++++ INFORMATION SHOWN

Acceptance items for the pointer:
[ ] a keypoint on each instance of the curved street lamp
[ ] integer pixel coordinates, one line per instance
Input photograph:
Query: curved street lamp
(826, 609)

++++++++

▶ _EXERCISE_
Render every line of the records above as a Markdown table with the columns Row and Entry, numbering the lines in order. Omit blank lines.

▶ _ANSWER TO THIS EXERCISE_
| Row | Entry |
|---|---|
| 1 | Acceptance items for the pointer: |
| 2 | [ ] a keypoint on each instance of the curved street lamp |
| 3 | [ ] integer pixel coordinates, one line per instance |
| 4 | Input photograph: |
| 5 | Query: curved street lamp |
| 6 | (826, 609) |